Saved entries
^^^^

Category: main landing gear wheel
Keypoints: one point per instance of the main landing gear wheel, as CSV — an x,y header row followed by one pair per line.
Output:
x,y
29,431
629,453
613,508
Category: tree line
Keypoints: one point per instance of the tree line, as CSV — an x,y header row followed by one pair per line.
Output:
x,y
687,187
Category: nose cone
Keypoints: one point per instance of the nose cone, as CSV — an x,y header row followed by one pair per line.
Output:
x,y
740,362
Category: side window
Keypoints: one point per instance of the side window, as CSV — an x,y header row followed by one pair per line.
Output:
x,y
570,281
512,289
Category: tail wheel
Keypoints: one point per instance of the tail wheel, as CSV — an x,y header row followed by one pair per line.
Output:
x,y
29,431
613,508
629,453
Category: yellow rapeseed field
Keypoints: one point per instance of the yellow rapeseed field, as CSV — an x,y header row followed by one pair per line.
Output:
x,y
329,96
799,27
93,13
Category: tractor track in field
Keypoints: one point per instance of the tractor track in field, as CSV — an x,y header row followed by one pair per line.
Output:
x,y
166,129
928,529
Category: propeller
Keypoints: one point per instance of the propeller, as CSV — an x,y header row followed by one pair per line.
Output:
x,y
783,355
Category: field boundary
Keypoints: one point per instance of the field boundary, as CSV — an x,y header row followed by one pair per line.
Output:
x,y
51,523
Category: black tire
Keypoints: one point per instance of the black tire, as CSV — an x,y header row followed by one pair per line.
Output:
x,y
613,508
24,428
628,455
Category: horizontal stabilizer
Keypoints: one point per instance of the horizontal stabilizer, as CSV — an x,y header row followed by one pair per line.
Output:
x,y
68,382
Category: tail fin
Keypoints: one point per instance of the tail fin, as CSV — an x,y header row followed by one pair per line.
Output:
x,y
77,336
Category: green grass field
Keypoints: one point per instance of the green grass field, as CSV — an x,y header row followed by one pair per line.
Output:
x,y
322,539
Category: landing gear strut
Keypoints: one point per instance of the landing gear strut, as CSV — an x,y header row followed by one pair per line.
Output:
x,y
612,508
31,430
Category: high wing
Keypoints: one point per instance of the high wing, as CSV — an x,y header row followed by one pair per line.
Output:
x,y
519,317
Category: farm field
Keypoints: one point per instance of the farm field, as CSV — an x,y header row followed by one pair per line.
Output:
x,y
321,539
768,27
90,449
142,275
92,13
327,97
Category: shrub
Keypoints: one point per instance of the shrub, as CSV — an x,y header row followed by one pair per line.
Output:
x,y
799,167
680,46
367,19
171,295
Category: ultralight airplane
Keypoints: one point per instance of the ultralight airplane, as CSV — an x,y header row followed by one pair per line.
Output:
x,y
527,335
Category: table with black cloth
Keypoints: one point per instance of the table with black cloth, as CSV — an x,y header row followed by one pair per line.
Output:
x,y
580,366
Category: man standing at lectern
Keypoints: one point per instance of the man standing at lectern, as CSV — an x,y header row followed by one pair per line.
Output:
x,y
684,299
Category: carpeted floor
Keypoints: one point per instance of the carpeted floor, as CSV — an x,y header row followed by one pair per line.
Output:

^^^^

Return the entries above in full and exactly as written.

Category: main landing gear wheel
Keypoints: one point per instance of the main landing gear wheel, as CSV — an x,y header row followed by one pair per line.
Output:
x,y
29,431
629,453
613,508
Category: tree line
Keypoints: one point per instance of the tree line, as CSV — an x,y header row followed by one pair per line.
Output:
x,y
687,187
Category: nose cone
Keypoints: one point per instance of the nose cone, as CSV — an x,y header row followed by one pair per line.
Output:
x,y
740,362
Category: side window
Keypoints: one point per instance of the side window, as CSV — an x,y header row followed by one pair per line.
Output:
x,y
570,281
512,289
Category: tail wheel
Keypoints: one point per instance of the tail wheel, as CSV — an x,y header row followed by one pair per line.
Output:
x,y
29,431
613,508
629,453
Category: yellow rapeseed field
Keypoints: one point per instance of the yellow rapeseed field, as CSV — an x,y header row followed by one pair per line.
Output:
x,y
329,96
799,27
93,13
Category: tractor track in field
Keypoints: one point per instance of the tractor track in field, as CSV — an x,y header row followed by one pair per line.
Output:
x,y
166,129
928,529
Category: propeller
Keypoints: one point per instance of the propeller, as CSV — an x,y header row followed by one pair per line.
Output:
x,y
783,355
Category: field boundary
Keypoints: one point per instance of the field boundary, as CSV — an x,y header row followed by one pair per line.
Output:
x,y
51,523
Category: black tire
Keypoints: one point per instance of the black tire, as CSV — an x,y header row followed by one pair per line.
Output:
x,y
613,508
24,428
628,455
Category: horizontal stabilizer
Keypoints: one point per instance of the horizontal stabilizer, as CSV — an x,y header row followed by one pair per line.
Output:
x,y
68,382
Category: tail fin
Keypoints: one point per instance of the tail fin, as CSV — an x,y header row followed by one pair per line.
Output:
x,y
77,336
Category: green grass field
Keypoints: one point per instance of the green grass field, as CSV — an x,y header row followed by one pair per line.
Output:
x,y
322,539
Category: landing gear strut
Keypoints: one point per instance of the landing gear strut, as CSV — an x,y header row followed by one pair per line.
Output:
x,y
612,508
31,430
Category: high wing
Keypoints: one point per instance of the high wing, as CSV — an x,y header row followed by one pair per line.
Output:
x,y
519,317
Category: farm field
Keypoints: one point per instance of the farm field, as CSV — an x,y header row followed by one pair per line.
Output:
x,y
321,539
768,27
90,449
142,275
92,13
327,97
Category: shrub
Keypoints: one point per instance of the shrub, as CSV — an x,y header row followed by one pair per line.
Output:
x,y
799,167
680,46
367,19
171,295
Category: ultralight airplane
Keypoints: one point per instance of the ultralight airplane, as CSV — an x,y header row followed by one pair per line.
Output:
x,y
527,335
Category: table with black cloth
Keypoints: one point per instance of the table with black cloth, as CSV — an x,y header row followed by one pair per line.
Output:
x,y
580,366
Category: man standing at lectern
Keypoints: one point per instance of the man standing at lectern, as CSV — an x,y header row followed by one pair per line.
Output:
x,y
684,299
Category: carpeted floor
Keypoints: one point per instance of the carpeted floor, as CSV — an x,y header row followed by one pair per line.
Output:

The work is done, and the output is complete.